Format the material below as a numbered list, leaving out any blank lines.

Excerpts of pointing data

######

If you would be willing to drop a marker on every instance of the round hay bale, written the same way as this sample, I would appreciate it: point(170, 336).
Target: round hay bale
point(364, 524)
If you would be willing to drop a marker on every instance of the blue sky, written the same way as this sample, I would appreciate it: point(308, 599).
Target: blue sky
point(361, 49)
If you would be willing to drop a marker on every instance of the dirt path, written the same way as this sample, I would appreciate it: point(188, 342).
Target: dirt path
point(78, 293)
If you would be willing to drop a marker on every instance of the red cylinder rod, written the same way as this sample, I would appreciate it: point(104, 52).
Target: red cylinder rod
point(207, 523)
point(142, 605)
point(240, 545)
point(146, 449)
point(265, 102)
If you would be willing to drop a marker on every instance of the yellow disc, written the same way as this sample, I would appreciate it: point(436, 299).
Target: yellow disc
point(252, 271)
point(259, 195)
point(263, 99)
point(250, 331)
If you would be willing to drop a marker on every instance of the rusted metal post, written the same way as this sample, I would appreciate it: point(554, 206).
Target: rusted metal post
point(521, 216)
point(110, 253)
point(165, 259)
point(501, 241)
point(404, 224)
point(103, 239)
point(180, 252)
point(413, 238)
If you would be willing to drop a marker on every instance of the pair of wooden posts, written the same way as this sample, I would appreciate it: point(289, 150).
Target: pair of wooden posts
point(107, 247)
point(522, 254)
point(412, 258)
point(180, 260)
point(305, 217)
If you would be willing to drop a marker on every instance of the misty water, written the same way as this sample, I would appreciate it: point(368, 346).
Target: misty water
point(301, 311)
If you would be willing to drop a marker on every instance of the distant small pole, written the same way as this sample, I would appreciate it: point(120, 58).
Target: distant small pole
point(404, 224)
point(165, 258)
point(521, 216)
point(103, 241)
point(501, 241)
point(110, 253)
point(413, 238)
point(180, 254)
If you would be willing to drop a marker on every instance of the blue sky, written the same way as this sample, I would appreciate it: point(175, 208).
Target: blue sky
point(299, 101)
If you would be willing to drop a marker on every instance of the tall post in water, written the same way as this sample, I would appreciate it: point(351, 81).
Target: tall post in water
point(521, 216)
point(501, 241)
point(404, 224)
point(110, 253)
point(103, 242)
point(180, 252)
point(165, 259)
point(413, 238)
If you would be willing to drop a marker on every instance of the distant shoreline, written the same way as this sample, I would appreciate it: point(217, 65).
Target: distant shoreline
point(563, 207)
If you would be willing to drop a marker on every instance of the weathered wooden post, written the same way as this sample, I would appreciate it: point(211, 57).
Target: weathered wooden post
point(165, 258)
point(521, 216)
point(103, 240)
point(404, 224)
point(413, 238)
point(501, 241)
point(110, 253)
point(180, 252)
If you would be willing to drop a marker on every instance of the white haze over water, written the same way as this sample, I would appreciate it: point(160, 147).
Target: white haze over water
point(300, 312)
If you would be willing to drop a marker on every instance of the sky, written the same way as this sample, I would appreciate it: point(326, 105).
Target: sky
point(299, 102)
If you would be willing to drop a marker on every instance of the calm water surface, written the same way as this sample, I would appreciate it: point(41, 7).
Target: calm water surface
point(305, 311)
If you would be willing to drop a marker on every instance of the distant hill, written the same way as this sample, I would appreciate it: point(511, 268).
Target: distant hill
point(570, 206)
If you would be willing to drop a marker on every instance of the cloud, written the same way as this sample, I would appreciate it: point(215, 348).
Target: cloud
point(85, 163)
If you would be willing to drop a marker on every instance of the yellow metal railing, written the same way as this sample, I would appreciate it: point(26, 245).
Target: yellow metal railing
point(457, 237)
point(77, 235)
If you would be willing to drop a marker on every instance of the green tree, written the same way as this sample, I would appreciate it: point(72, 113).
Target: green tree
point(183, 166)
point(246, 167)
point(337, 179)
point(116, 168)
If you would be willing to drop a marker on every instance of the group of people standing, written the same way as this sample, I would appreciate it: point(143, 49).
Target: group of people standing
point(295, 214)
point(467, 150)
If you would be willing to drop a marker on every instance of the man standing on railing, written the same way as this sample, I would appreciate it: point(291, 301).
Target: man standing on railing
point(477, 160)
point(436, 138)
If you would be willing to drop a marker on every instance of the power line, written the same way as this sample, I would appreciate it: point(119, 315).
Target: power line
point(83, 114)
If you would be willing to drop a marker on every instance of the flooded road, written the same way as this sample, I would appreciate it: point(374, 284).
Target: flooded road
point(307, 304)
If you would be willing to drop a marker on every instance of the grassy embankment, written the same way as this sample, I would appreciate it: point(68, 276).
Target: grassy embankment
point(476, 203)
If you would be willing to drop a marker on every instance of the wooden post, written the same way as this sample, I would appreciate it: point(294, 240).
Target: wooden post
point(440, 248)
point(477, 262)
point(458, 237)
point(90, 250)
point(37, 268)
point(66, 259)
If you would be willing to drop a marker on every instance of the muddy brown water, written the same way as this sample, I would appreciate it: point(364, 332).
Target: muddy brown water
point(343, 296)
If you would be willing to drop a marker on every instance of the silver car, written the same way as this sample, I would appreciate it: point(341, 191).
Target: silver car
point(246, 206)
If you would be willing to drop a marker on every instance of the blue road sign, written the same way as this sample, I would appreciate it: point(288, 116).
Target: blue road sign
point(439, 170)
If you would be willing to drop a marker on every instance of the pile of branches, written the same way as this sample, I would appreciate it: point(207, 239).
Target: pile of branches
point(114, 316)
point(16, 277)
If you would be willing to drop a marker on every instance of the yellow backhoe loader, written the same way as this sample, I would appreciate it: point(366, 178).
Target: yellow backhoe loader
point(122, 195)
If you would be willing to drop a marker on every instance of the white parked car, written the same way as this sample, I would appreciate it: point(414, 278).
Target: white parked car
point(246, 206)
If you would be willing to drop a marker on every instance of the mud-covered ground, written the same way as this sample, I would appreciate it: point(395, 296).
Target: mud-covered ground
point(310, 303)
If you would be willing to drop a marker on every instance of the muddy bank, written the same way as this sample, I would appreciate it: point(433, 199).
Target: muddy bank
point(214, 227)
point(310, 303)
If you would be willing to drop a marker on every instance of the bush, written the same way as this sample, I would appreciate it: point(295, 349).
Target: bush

######

EXERCISE RESULT →
1. If you would be willing to drop a marker on every instance of the round hay bale, written the same way as this sample, I would appreciate it: point(170, 336).
2. Target: round hay bale
3. point(364, 524)
4. If you would be willing to drop a marker on every instance of the blue sky, written the same way as this sample, I would appreciate it: point(308, 599).
5. Target: blue sky
6. point(361, 49)
7. If you would be willing to drop a marker on every instance of the dirt path, written the same way as this sample, I would appreciate it: point(188, 342).
8. Target: dirt path
9. point(78, 293)
10. If you would be willing to drop a marker on every instance of the red cylinder rod, written the same way as this sample, I would appreciate it: point(104, 52).
11. Target: red cylinder rod
12. point(207, 523)
13. point(142, 605)
14. point(240, 545)
15. point(146, 449)
16. point(265, 102)
17. If you would be willing to drop a marker on every instance of the yellow disc, written the same way as this sample, I would appreciate it: point(436, 299).
18. Target: yellow disc
19. point(252, 271)
20. point(259, 195)
21. point(263, 99)
22. point(250, 331)
23. If you would be willing to drop a marker on every instance of the rusted metal post, written the same way as this sample, I would appreciate it: point(554, 206).
24. Target: rusted metal post
25. point(521, 216)
26. point(110, 253)
27. point(165, 259)
28. point(501, 241)
29. point(404, 224)
30. point(103, 239)
31. point(180, 252)
32. point(413, 238)
33. If you would be willing to drop a marker on every instance of the pair of wooden posts, written the same way as this sample, I would appreciate it: point(289, 150).
34. Target: pair of wooden posts
35. point(107, 247)
36. point(522, 254)
37. point(412, 258)
38. point(180, 260)
39. point(305, 217)
40. If you would be willing to drop a marker on every instance of the misty water, written the same way as this sample, I would appreciate it: point(368, 346).
41. Target: misty water
42. point(301, 311)
43. If you would be willing to drop a marker on every instance of the distant small pole, written the same way as this sample, I would appreciate it: point(120, 58).
44. Target: distant small pole
45. point(404, 224)
46. point(165, 258)
47. point(521, 216)
48. point(103, 241)
49. point(501, 241)
50. point(110, 253)
51. point(413, 238)
52. point(180, 254)
53. If you would be willing to drop a marker on every instance of the blue sky, written the same way as this sample, I would appreciate it: point(175, 208).
54. Target: blue sky
55. point(299, 101)
56. If you would be willing to drop a marker on every instance of the tall post in water, written the same way as this sample, I would appreciate it: point(351, 81).
57. Target: tall post in water
58. point(521, 216)
59. point(501, 241)
60. point(404, 224)
61. point(110, 253)
62. point(103, 242)
63. point(180, 252)
64. point(165, 259)
65. point(413, 238)
66. If you would be willing to drop a marker on every instance of the distant shoreline, written the same way as this sample, I would appreciate it: point(217, 65).
67. Target: distant shoreline
68. point(563, 207)
69. If you would be willing to drop a marker on every instance of the weathered wooden post, written the same way as this sample, I would appreciate it: point(211, 57).
70. Target: weathered wooden post
71. point(165, 258)
72. point(521, 216)
73. point(103, 240)
74. point(404, 224)
75. point(413, 238)
76. point(501, 241)
77. point(110, 253)
78. point(180, 252)
79. If you would be willing to drop a marker on every instance of the white haze over water, written the same way as this sample, I would appreciate it: point(160, 147).
80. Target: white haze over water
81. point(300, 312)
82. If you would be willing to drop a marker on every instance of the sky, written the same way as this sample, I would appreciate it: point(326, 105).
83. Target: sky
84. point(299, 102)
85. If you would be willing to drop a marker on every instance of the calm water surface, written the same way as this sample, I would appreciate it: point(41, 7).
86. Target: calm water surface
87. point(305, 311)
88. If you would be willing to drop a marker on every instance of the distant hill, written the same way as this sample, I would appreciate it: point(511, 268).
89. Target: distant hill
90. point(570, 206)
91. If you would be willing to drop a marker on every instance of the cloud, written the same way as this sample, I would appreciate it: point(215, 348).
92. Target: cloud
93. point(85, 163)
94. If you would be willing to drop a marker on every instance of the yellow metal railing, written the same way as this sample, I would appreciate it: point(26, 245).
95. Target: yellow metal railing
96. point(457, 237)
97. point(77, 235)
98. If you would be willing to drop a marker on every instance of the green tree, written the same way as this sample, I would appreciate it: point(72, 113).
99. Target: green tree
100. point(183, 166)
101. point(246, 167)
102. point(337, 179)
103. point(116, 168)
104. If you would be willing to drop a marker on every instance of the group of people standing, written the same way as this sample, I would appreciate it: point(143, 49).
105. Target: group of people standing
106. point(295, 214)
107. point(467, 150)
108. If you would be willing to drop a marker on every instance of the man standing on railing, written the same way as this sample, I would appreciate it: point(291, 301).
109. Target: man standing on railing
110. point(477, 160)
111. point(436, 138)
112. If you would be willing to drop a marker on every instance of the power line, written the same way as this sample, I would appreciate it: point(119, 315).
113. Target: power line
114. point(83, 114)
115. If you would be willing to drop a marker on every instance of the flooded road, written the same way as this sample, I would appreciate it: point(374, 284).
116. Target: flooded road
117. point(307, 304)
118. If you would be willing to drop a marker on every instance of the grassy embankment, written the same way as this sample, I would appreciate it: point(68, 276).
119. Target: grassy embankment
120. point(476, 203)
121. If you would be willing to drop a marker on every instance of the wooden post, written the same way as this sample, I would appreciate it: point(294, 240).
122. Target: wooden post
123. point(440, 248)
124. point(477, 262)
125. point(458, 237)
126. point(90, 250)
127. point(37, 268)
128. point(66, 259)
129. If you would be willing to drop a marker on every instance of the muddy brown water, written the same way as this sample, I would appreciate it: point(364, 332).
130. Target: muddy brown water
131. point(343, 296)
132. If you would be willing to drop a marker on every instance of the silver car, written the same way as this sample, I would appreciate it: point(341, 191).
133. Target: silver car
134. point(246, 206)
135. If you would be willing to drop a marker on every instance of the blue road sign, written the same way as this sample, I would appreciate it: point(288, 116).
136. Target: blue road sign
137. point(439, 170)
138. If you would be willing to drop a marker on every instance of the pile of branches, written the same way as this sample, I would appreciate it: point(207, 239).
139. Target: pile of branches
140. point(114, 316)
141. point(16, 277)
142. If you would be willing to drop a marker on every instance of the yellow backhoe loader, written the same way as this sample, I would appreciate it: point(366, 178).
143. Target: yellow backhoe loader
144. point(122, 195)
145. If you would be willing to drop a marker on every instance of the white parked car, written the same way as this sample, I would appreciate it: point(414, 278).
146. Target: white parked car
147. point(246, 206)
148. If you would be willing to drop a marker on every instance of the mud-covered ground, written the same way as this sample, I would appreciate it: point(395, 296).
149. Target: mud-covered ground
150. point(310, 303)
151. If you would be willing to drop a marker on every instance of the muddy bank, written the same way as this sample, I would appreciate it: point(433, 199).
152. Target: muddy bank
153. point(214, 227)
154. point(310, 303)
155. If you would be willing to drop a marker on every instance of the bush, written the same way as this sample, I would appreciate it: point(295, 349).
156. Target: bush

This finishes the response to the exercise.